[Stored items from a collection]
^^^^^^^^^^^^^^^^

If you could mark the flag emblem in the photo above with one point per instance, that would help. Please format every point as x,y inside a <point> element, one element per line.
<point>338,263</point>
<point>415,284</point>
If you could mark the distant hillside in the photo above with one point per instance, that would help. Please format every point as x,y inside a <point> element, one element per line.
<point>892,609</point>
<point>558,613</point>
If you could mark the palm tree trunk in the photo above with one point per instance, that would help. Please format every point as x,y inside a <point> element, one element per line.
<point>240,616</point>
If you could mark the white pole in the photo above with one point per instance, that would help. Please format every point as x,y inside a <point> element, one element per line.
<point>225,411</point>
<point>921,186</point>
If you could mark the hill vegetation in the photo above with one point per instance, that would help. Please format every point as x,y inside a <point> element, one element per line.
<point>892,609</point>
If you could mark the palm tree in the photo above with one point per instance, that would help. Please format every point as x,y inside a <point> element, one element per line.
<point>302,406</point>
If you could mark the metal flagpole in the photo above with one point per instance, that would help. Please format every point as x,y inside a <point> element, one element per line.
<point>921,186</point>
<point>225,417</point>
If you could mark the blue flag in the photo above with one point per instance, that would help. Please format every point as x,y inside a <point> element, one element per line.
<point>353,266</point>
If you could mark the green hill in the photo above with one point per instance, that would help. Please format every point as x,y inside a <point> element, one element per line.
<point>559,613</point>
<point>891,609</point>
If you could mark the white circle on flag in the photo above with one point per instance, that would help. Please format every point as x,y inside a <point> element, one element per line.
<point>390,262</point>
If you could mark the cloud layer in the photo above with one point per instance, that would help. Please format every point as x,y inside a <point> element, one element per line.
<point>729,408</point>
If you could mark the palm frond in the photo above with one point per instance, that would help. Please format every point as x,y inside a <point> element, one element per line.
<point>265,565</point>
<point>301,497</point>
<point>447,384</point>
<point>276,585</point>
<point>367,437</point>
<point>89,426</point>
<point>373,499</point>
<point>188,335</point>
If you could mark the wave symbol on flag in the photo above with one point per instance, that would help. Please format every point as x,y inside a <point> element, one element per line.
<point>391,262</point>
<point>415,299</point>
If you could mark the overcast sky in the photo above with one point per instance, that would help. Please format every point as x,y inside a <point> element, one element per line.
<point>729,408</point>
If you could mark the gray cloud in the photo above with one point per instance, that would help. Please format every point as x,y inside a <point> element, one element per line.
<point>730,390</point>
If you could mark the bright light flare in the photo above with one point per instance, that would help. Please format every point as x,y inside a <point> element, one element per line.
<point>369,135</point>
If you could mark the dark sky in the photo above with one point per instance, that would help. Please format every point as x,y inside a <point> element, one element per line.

^^^^^^^^^^^^^^^^

# [PROBLEM TO SOLVE]
Rename "palm frond" to "palm leaf" in the lines from the one holding "If you could mark the palm frond" through the one holding "<point>188,335</point>", inclusive. Give back only those lines, with nothing else changed.

# [SOLVED EXERCISE]
If you could mark the palm leaf in the photo above with one point per instance, that would help. Please format every point as x,y inside a <point> element, one element per line.
<point>265,565</point>
<point>301,497</point>
<point>447,384</point>
<point>276,585</point>
<point>367,437</point>
<point>89,426</point>
<point>373,499</point>
<point>188,335</point>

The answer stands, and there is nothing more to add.